■ **Problems and tasks**
1/ Quote the fish identification thread word for word. Begin at the words "Oh sorry my" and stop after "(Mar 27, 2006)".
2/ In the fish identification thread, what does Pablo say the black fish is?
3/ Carry on the fish identification thread from the point where it stops.

■ **Extract provided**
# Sorry I need 1 more id on the black one



## pat3612 (Jan 29, 2008)

I need 1 more id on this fish finally got a pic of the black one. Pablo if you know what it is fine. Dont give me any crap. This also was in the 50 gal and iam trying to do whats right by all the fish. It gets along with all the other fish have to say most of the fish are mello except the electric blues which one has been removed.Thanks Pat


----------



## Chris S (Dec 19, 2007)

no picture!

And lol at Pablo!


----------



## pat3612 (Jan 29, 2008)

Oh sorry my kids had a bbq this afternoon had a couple of beers lol. Heres a pic .Hmm me and Pablo seem to have a hate love thing lol.


----------



## Pablo (Mar 27, 2006)

horribly hybrizised super mutt 30 different things african mbuna

looks like several different species of pseudotropheus. its a hybrid so its considered worthless by cichlid people


----------



## pat3612 (Jan 29, 2008)

Well thanks very much maybe thats why he gets along so good with the others. He is one of my favs always there when I walk by the tank looking for a hand out and hes very laid back. Just swims around the tank even the blue gives way to him or her,and my blue is twice the size. Oh and is any fish worthless. Pat.

■ **Extracted material**
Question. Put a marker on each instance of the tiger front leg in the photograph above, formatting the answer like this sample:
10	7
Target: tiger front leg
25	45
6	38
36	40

■ **Answers for this exercise**
1/
Oh sorry my kids had a bbq this afternoon had a couple of beers lol. Heres a pic .Hmm me and Pablo seem to have a hate love thing lol.


----------



## Pablo (Mar 27, 2006)

2/ A hybrid African mbuna that looks like several different species of pseudotropheus.

3/
----------



## Pablo (Mar 27, 2006)

pat3612 said:


> Well thanks very much maybe thats why he gets along so good with the others. He is one of my favs always there when I walk by the tank looking for a hand out and hes very laid back. Just swims around the tank even the blue gives way to him or her,and my blue is twice the size. Oh and is any fish worthless. Pat.


Zebra Danios.

You should really ditch that fish at a Big Als and try to do a proper tank with 3 species in it or something


----------



## pat3612 (Jan 29, 2008)

I cant believe you really said that ditch a fish shame on you.lol. I might as well flush it as send it to Big Als . I think once I get the 100 gal up and running Ill go from there.


----------



## Pablo (Mar 27, 2006)

Right I forgot youre in barrie.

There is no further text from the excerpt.